**MATERIAL PROVIDED**

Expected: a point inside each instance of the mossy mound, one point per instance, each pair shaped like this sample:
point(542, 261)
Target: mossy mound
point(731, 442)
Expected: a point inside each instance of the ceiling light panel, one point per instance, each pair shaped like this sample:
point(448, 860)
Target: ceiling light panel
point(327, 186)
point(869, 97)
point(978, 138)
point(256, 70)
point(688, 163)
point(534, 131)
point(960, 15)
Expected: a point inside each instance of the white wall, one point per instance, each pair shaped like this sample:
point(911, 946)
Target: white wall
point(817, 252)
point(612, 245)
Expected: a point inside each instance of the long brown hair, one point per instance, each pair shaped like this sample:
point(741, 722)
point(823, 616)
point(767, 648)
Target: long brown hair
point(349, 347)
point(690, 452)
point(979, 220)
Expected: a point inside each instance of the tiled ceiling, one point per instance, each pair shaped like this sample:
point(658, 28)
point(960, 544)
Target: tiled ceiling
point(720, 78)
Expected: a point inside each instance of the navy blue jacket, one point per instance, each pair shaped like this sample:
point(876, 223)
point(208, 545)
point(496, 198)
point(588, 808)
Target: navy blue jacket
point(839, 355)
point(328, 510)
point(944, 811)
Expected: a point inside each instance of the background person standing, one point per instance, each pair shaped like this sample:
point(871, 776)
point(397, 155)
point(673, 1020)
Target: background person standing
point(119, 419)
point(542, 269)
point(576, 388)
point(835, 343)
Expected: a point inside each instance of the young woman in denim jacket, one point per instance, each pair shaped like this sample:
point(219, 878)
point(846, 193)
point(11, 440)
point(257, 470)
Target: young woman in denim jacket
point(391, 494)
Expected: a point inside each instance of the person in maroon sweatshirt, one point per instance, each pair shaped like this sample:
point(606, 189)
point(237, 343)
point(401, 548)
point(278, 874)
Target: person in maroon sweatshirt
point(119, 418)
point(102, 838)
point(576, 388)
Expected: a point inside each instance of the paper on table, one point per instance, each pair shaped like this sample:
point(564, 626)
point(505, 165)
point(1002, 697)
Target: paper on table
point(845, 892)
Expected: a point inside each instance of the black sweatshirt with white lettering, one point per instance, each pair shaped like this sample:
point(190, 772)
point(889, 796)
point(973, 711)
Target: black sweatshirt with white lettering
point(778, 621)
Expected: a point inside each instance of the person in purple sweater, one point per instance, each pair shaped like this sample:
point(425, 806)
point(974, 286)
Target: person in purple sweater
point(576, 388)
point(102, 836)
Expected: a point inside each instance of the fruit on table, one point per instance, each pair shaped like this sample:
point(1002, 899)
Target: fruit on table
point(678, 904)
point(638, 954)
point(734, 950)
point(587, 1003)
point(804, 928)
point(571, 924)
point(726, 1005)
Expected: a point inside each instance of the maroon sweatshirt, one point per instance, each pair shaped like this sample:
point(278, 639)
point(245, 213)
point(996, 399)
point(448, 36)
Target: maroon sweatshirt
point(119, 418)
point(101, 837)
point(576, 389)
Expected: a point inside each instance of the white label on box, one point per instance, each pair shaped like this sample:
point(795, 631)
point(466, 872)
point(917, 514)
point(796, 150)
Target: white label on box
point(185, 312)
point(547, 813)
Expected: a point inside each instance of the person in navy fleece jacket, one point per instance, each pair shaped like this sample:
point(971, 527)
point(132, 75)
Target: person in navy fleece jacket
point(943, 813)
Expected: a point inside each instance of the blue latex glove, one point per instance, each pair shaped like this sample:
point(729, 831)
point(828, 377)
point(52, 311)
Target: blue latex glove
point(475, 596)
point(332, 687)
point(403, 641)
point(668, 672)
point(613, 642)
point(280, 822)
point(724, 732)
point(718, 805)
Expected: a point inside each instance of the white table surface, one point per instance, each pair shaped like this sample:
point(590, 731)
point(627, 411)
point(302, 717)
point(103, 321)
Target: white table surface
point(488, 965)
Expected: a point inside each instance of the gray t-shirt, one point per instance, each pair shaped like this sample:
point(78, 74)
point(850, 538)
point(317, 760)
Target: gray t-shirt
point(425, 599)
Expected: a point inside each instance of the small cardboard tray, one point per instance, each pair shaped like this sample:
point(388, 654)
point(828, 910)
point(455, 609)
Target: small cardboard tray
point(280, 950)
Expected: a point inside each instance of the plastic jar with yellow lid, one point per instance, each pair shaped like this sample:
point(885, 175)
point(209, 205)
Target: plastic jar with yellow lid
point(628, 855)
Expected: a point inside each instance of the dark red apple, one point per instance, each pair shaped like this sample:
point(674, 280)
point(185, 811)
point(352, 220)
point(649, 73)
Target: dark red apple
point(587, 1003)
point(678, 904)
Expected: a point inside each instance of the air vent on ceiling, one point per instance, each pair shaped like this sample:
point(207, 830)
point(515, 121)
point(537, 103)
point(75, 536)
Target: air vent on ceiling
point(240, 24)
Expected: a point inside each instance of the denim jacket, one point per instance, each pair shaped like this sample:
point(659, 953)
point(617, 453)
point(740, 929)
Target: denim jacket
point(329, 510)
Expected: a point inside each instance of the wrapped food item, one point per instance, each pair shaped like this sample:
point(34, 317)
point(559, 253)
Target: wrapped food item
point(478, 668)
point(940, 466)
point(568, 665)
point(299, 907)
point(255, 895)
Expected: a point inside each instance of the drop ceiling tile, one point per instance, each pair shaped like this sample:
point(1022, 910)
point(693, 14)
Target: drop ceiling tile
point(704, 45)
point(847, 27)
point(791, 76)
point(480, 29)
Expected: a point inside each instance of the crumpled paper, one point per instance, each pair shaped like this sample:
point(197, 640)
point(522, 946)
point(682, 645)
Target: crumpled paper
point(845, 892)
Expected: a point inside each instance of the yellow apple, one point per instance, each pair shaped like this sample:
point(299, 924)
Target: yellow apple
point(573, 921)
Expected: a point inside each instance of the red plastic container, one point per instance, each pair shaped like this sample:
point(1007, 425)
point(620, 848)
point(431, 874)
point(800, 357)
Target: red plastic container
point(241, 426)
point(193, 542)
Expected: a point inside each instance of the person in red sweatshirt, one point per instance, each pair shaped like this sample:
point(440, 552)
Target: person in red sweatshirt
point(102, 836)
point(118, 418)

**WHAT IS NEEDED**
Print out the full listing above, word for word.

**SOLUTION TO THE EXERCISE**
Expected: a point inside each instance of the mossy mound, one point per instance, each pair shaped like this sample:
point(542, 261)
Target: mossy mound
point(731, 442)
Expected: a point inside each instance of the ceiling light panel, one point per instance, each pair shaped like this sample:
point(448, 860)
Target: ceiling light panel
point(327, 186)
point(869, 97)
point(978, 138)
point(256, 70)
point(688, 163)
point(534, 131)
point(960, 15)
Expected: a point inside each instance of the white wall, one point per instance, each pair shaped like this sample:
point(911, 946)
Target: white wall
point(817, 252)
point(612, 245)
Expected: a point inside each instance of the long brown hair, one point per instance, each pair shaped like this sample:
point(741, 722)
point(823, 616)
point(767, 648)
Target: long brown hair
point(349, 347)
point(690, 452)
point(979, 220)
Expected: a point inside each instance of the tiled ceiling, one point per instance, each pair shaped like this sample:
point(658, 28)
point(960, 544)
Target: tiled ceiling
point(720, 78)
Expected: a point inside each instance of the navy blue jacket, one point per instance, each pair shaped like this sample:
point(876, 223)
point(208, 545)
point(496, 198)
point(588, 808)
Target: navy blue jacket
point(839, 355)
point(328, 510)
point(944, 811)
Expected: a point inside each instance of the background person standing, one point per instance, each pair shaped like this sample:
point(871, 776)
point(397, 155)
point(673, 1020)
Target: background person standing
point(119, 419)
point(542, 269)
point(576, 388)
point(835, 343)
Expected: a point inside each instance of the young woman in denim jacket, one point per instance, each pair shaped like this sample:
point(219, 878)
point(846, 193)
point(11, 440)
point(257, 470)
Target: young woman in denim jacket
point(391, 494)
Expected: a point inside each instance of the person in maroon sweatshirt, one point per instance, each pair shaped like this sample:
point(606, 189)
point(237, 343)
point(401, 548)
point(278, 874)
Target: person in maroon sweatshirt
point(119, 418)
point(102, 838)
point(576, 388)
Expected: a point inside each instance of the paper on table, one point per instance, each pair shaped like this sample:
point(564, 626)
point(505, 165)
point(1002, 697)
Target: paper on table
point(845, 892)
Expected: a point inside each instance of the black sweatshirt with white lettering, one point per instance, each pair shaped like this sample:
point(190, 772)
point(889, 796)
point(973, 711)
Target: black sweatshirt with white lettering
point(778, 621)
Expected: a point inside each instance of the person in purple sweater, one point per instance, each pair shaped like this sample:
point(425, 806)
point(974, 286)
Target: person in purple sweater
point(576, 388)
point(102, 836)
Expected: a point inside each instance of the fruit on table, one point per instance, each pair shaped like this sample:
point(1002, 899)
Target: fruit on table
point(678, 904)
point(638, 954)
point(734, 950)
point(587, 1003)
point(804, 928)
point(571, 924)
point(726, 1005)
Expected: a point inside each instance of the maroon sweatshirt, one point per instance, each pair shaped like this sample:
point(278, 639)
point(245, 213)
point(996, 399)
point(448, 36)
Target: maroon sweatshirt
point(119, 418)
point(101, 837)
point(576, 389)
Expected: a point inside each instance of the white label on box, one point per instance, each pair shaped like this sample:
point(795, 631)
point(466, 872)
point(917, 514)
point(796, 150)
Target: white label on box
point(185, 312)
point(547, 813)
Expected: a point inside each instance of the person in navy fleece jacket, one point per instance, each pair shaped like this sample:
point(971, 527)
point(132, 75)
Target: person in navy fleece jacket
point(943, 813)
Expected: a point inside each instance of the blue latex glove, one point per instance, each pair shaped like this sample:
point(729, 831)
point(828, 377)
point(52, 311)
Target: blue latex glove
point(475, 596)
point(332, 687)
point(403, 641)
point(668, 672)
point(613, 642)
point(280, 822)
point(724, 732)
point(718, 805)
Expected: a point inside each instance of the white table surface, one point per instance, each pair shaped like this sample:
point(590, 731)
point(627, 411)
point(302, 717)
point(103, 321)
Target: white table surface
point(488, 965)
Expected: a point inside each instance of the gray t-shirt, one point per instance, each pair shaped like this sample:
point(78, 74)
point(850, 538)
point(317, 760)
Target: gray t-shirt
point(425, 599)
Expected: a point inside each instance of the small cardboard tray, one point per instance, each pair shaped like this sample:
point(388, 654)
point(828, 910)
point(455, 609)
Target: small cardboard tray
point(280, 950)
Expected: a point inside each instance of the plastic jar with yellow lid, one point per instance, each pair shaped like this sample:
point(885, 175)
point(209, 205)
Target: plastic jar with yellow lid
point(628, 855)
Expected: a point inside each instance of the dark red apple, one point per instance, each pair shaped like this sample:
point(674, 280)
point(185, 811)
point(352, 220)
point(649, 73)
Target: dark red apple
point(587, 1003)
point(678, 904)
Expected: a point inside each instance of the air vent on ceiling, one point per instance, each pair shaped like this sample:
point(207, 830)
point(515, 121)
point(537, 103)
point(75, 536)
Target: air vent on ceiling
point(240, 24)
Expected: a point inside each instance of the denim jacket, one point per instance, each pair shaped like this sample:
point(659, 953)
point(617, 453)
point(740, 929)
Target: denim jacket
point(329, 510)
Expected: a point inside each instance of the wrapped food item, one point per instance, each pair shaped like this sample:
point(34, 317)
point(559, 253)
Target: wrapped food item
point(478, 668)
point(940, 466)
point(568, 665)
point(299, 907)
point(255, 895)
Expected: a point inside each instance of the drop ceiling tile, one point per instance, each pair shaped like this sample:
point(1022, 910)
point(693, 14)
Target: drop ceiling tile
point(704, 45)
point(847, 27)
point(791, 76)
point(480, 29)
Expected: a point inside each instance of the crumpled paper, one point per instance, each pair shaped like this sample:
point(197, 640)
point(522, 946)
point(682, 645)
Target: crumpled paper
point(845, 892)
Expected: a point inside each instance of the yellow apple, one point per instance, each pair shaped like this sample:
point(299, 924)
Target: yellow apple
point(573, 921)
Expected: a point inside each instance of the red plastic container, one point per instance, each pair shaped like this sample:
point(1007, 425)
point(620, 848)
point(431, 874)
point(800, 357)
Target: red plastic container
point(241, 426)
point(193, 542)
Expected: a point inside each instance of the person in red sweatshirt, one point per instance, each pair shaped like this sample:
point(440, 552)
Target: person in red sweatshirt
point(102, 836)
point(118, 418)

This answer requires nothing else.